[Provided passage]
((
Thursday, August 10, 2006

oh ah hi  Posted by Picasa
some fascinating discussion of procedure by Jeff Harrison at Antic View, our interview blog (more soon to come). note how he devises an elegant way of minimizing author's desperation to control writing. I think by author here I mean id, but the point is to put that stern debater into the backseat. such procedures are just one way. one can do it other ways, meditative concentration, say, or utter distraction. people flinch at the seeming mechanical nature of using procedural methods to create texts but really, such people are just resisting. resistance is a natural reaction, but one should acknowledge one's resistance, try to understand the blockade. people have hung on terms like LANGUAGE and flarf, seemingly as a way to avoid reading or understanding the work itself. those terms are subfolders to the poetry folder, possible paths to take. I like working flarfistically. it exercises different muscles. my regular type-forth method goes linearly. my flarfish method moves more slowly, accretes and carves. yesterday I took a People magazine article on the Paul McCartney/Heather Mills Texas Divorce Match and worked it into a poem that retains almost nothing of that article. here is the poem (you can guess how the article goes, can't you?).

The Mills of Heather Rented the Same Agents

every time I make a report you do this to me
the enemy is everywhere across the street

in that window up that alley
life has been anything but an ipod.
))
[Directions]
1. In the blog post on procedural writing, swap "window" for "doorway" and give the passage again, starting at "The Mills of" and ending at "but an ipod.".
2. Extend the blog post on procedural writing past its last line.
Nothing in the lines after this point is needed here.

[Material provided]
((
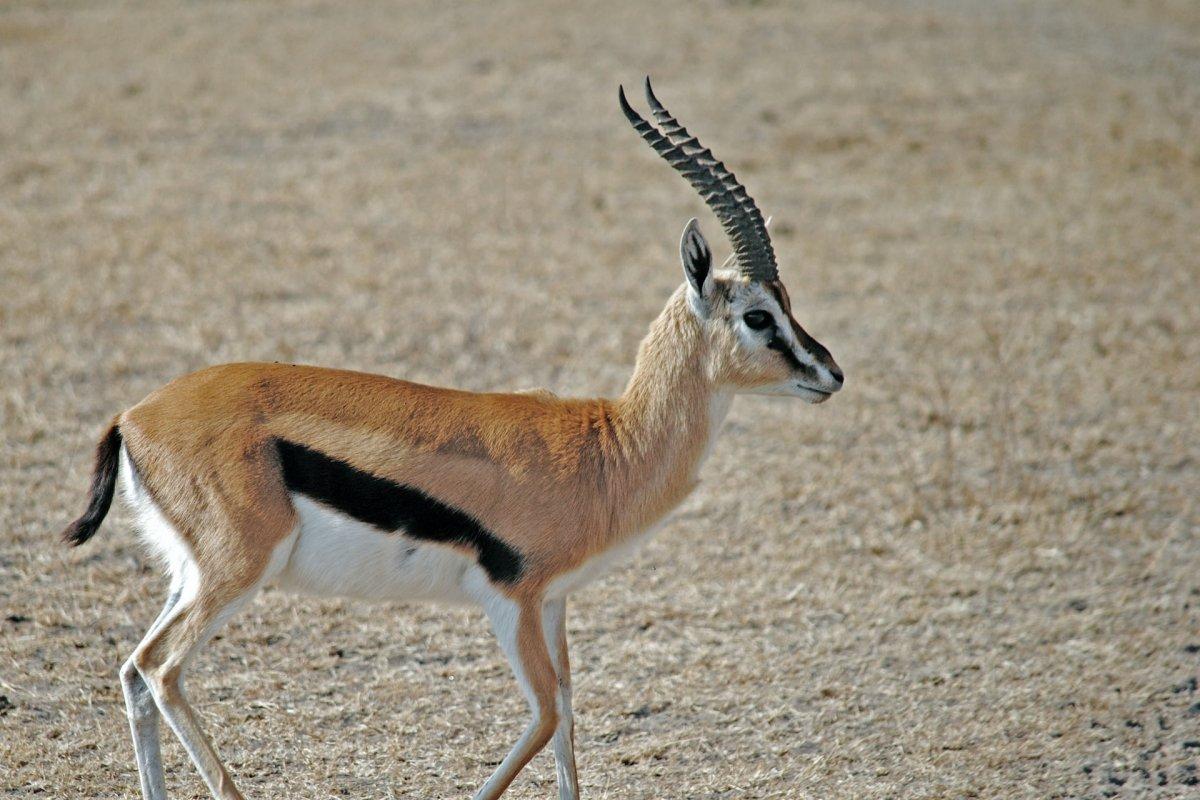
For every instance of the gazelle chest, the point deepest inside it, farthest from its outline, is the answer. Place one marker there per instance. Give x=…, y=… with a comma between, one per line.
x=599, y=565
))
[Answers given]
1.
The Mills of Heather Rented the Same Agents

every time I make a report you do this to me
the enemy is everywhere across the street

in that doorway up that alley
life has been anything but an ipod.

2.
I've always been in awe of the sky
I'm some B-boy cat that's over with

worry about my feet later Let's open up to Romans
Social class can influence who lives and who dies

Walking down the street I would bump into people
because I could only see from one side

My wife actually found out we were expecting
when I was in the hospital after my first episode

We've been first with other transitions too
Aw man We're not astronauts We're just asses

I just hope and pray that the Germans
we can wake up enough people

I'm probably the only person in America
who doesn't think I've had overwhelming lawsuits

* * * * *

I sent it thru Babelfish with the idea that I'd translate back into English myself. a quick cogitation told me that that would involve work, so I abandoned that idea. I then searched on the phrase 'said Paul'. what proved interestng got squeezed in here and there. then I shaped it into lines, then I deleted everything except the 'said Paul' stuff. shades of O'Hara and Oranges! the title, perhaps obviously, is a line from the People article translated from French back to English. the title is the only part of the piece retained from the original article, everything else got obliterated. somehow, it still contains an essence of Paul, Heather and People mag. even tho all words in it are found things, I made many decisions in creating this text. what I love about flarf, and what perhaps makes some people uneasy, is the pure voices that come thru. tho their contexts have changed, you hear the voices of Others, in all their oddity, difference, collision and helplessness. those voices can be so beautiful and unnerving. the writer of flarf, and the reader, Walt Whitmanly comprise those voices. what is poetry but a touching tenderness compelled towards the world? I use flarf here as an illustration. however one attains that touching tenderness is how poetry is made. difference is okay, and in fact, what worries you is what's most interesting.